What the exercise asks
Go through the material below and copy all lines with "player".

Material to process

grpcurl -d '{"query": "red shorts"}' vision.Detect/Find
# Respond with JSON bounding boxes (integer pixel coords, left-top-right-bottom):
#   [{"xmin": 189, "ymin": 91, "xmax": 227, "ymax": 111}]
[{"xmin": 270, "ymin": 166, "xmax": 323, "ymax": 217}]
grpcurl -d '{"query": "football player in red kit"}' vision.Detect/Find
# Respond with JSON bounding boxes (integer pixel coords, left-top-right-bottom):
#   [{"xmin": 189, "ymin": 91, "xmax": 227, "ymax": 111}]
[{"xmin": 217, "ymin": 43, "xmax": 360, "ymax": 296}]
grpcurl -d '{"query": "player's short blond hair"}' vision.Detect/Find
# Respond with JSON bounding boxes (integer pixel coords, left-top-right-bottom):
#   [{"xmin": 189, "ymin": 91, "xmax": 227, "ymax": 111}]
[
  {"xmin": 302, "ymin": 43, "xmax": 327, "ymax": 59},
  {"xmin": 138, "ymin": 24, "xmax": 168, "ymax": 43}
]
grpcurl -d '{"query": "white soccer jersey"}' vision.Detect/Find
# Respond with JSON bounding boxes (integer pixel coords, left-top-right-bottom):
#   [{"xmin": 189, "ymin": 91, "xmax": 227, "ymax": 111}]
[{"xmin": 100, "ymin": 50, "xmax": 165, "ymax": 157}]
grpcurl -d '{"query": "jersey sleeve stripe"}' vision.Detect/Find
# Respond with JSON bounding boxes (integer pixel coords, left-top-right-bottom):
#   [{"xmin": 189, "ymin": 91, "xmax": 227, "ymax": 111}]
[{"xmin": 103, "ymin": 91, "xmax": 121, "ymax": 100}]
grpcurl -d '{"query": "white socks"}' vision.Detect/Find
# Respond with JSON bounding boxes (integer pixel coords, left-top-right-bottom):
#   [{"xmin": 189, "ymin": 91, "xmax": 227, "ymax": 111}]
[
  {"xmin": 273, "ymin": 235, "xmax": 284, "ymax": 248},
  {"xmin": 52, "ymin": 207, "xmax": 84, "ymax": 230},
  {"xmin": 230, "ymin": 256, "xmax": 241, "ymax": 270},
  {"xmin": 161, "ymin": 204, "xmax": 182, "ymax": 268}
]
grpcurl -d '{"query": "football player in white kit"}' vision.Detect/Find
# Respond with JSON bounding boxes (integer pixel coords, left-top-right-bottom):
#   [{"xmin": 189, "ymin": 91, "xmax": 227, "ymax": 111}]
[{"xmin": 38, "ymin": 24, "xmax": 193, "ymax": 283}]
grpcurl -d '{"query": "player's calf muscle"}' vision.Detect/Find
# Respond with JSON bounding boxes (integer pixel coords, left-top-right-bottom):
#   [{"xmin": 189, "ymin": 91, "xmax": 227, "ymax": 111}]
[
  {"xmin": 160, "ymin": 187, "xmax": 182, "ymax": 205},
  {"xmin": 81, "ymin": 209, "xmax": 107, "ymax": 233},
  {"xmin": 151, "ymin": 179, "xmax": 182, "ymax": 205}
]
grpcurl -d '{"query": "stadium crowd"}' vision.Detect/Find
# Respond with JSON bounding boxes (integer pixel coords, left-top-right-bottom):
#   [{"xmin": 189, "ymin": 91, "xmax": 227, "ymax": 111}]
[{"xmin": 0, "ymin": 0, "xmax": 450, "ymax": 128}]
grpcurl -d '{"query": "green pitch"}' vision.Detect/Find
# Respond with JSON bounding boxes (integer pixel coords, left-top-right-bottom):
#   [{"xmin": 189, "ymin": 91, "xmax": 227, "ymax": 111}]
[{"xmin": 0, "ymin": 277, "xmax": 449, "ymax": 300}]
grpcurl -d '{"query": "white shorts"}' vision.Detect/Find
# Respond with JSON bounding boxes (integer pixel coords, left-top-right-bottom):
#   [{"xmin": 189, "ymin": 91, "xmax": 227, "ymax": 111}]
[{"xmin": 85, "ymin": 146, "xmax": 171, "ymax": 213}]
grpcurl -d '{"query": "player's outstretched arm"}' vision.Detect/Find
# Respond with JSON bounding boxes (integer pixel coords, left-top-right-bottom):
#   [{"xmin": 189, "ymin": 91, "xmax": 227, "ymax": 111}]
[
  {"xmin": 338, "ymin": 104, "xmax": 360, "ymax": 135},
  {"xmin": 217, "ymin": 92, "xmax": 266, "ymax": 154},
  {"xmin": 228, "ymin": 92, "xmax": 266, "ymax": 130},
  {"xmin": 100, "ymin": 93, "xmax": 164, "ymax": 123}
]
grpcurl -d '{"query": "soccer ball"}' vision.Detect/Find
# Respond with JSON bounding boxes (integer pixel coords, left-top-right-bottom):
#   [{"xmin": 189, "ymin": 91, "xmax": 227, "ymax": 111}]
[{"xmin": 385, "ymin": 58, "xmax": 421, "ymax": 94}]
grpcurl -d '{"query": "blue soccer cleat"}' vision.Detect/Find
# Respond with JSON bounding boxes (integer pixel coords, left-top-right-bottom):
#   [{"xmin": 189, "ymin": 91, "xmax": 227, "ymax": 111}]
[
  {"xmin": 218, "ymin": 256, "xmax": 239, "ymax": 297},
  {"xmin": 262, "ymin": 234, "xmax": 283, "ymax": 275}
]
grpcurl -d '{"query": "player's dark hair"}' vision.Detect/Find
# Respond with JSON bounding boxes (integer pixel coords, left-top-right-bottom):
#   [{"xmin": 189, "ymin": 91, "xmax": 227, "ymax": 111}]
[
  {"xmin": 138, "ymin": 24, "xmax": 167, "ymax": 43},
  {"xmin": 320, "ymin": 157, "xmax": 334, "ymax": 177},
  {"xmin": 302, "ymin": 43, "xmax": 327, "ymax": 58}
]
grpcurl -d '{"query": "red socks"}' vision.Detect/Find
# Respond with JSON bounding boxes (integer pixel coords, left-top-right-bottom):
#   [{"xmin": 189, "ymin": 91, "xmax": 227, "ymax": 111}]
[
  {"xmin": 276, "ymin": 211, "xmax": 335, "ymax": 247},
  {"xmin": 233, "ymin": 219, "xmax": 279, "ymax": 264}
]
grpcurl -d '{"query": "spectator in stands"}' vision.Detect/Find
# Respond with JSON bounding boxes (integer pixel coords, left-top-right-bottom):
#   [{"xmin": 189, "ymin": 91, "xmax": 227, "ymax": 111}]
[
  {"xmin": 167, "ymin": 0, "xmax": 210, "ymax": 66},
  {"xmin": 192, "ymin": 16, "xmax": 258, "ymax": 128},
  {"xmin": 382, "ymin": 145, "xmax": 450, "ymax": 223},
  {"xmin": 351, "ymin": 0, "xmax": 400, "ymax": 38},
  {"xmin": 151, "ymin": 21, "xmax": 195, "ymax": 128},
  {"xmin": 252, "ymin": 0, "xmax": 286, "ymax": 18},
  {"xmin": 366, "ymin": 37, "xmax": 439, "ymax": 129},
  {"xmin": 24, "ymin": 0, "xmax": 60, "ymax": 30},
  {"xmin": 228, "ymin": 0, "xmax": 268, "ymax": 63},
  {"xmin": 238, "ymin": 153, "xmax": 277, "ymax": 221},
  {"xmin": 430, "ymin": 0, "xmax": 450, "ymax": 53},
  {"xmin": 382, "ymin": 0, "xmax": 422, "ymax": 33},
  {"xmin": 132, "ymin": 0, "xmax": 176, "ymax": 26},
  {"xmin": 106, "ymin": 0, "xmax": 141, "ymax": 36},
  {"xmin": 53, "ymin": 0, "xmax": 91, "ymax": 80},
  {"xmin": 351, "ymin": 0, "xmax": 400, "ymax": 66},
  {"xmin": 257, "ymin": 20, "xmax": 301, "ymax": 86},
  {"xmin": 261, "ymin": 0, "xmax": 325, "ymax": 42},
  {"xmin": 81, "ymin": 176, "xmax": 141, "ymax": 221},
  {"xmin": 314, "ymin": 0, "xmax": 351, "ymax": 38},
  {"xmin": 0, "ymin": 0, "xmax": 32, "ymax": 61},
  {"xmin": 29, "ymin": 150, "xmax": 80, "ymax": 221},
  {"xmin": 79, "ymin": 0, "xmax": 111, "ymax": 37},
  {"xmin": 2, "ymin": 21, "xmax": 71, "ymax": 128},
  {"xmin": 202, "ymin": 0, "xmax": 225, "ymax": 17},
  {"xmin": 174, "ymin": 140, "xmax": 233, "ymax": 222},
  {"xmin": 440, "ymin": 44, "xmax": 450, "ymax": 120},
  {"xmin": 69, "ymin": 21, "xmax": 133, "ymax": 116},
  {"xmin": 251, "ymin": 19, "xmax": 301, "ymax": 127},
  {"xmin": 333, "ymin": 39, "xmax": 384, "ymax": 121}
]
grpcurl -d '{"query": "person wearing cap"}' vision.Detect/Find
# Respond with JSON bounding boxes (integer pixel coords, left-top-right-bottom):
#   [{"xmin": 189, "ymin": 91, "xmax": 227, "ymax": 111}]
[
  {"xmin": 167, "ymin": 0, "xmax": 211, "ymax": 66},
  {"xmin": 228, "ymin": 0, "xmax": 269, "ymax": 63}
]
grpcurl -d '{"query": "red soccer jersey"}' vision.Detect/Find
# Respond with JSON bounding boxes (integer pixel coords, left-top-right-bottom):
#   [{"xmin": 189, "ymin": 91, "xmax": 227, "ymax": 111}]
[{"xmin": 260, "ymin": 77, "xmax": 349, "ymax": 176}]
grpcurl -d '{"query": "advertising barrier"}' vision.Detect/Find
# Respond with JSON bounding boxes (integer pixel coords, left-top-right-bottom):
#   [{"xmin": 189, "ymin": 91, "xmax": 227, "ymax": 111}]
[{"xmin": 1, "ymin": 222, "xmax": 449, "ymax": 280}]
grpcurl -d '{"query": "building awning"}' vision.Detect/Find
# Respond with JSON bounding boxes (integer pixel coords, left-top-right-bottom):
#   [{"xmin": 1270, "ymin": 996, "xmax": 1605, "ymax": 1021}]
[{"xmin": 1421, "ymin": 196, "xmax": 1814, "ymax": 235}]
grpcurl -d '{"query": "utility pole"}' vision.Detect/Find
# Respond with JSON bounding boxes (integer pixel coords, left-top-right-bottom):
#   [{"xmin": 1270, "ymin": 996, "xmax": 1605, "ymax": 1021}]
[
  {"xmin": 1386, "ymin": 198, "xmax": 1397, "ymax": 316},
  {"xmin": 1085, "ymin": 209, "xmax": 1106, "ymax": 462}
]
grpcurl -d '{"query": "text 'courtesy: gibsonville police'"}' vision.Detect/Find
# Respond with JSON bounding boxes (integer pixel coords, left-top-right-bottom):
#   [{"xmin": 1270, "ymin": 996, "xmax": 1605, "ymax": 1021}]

Result for this task
grpcurl -d '{"query": "football player in red kit"}' vision.Detect/Find
grpcurl -d '{"query": "player's short blond hair"}' vision.Detect/Find
grpcurl -d '{"query": "football player in white kit"}' vision.Detect/Find
grpcurl -d '{"query": "player's calf muscle"}' vision.Detect/Find
grpcurl -d '{"query": "player's outstretched arm"}' vision.Detect/Find
grpcurl -d '{"query": "player's dark hair"}' vision.Detect/Find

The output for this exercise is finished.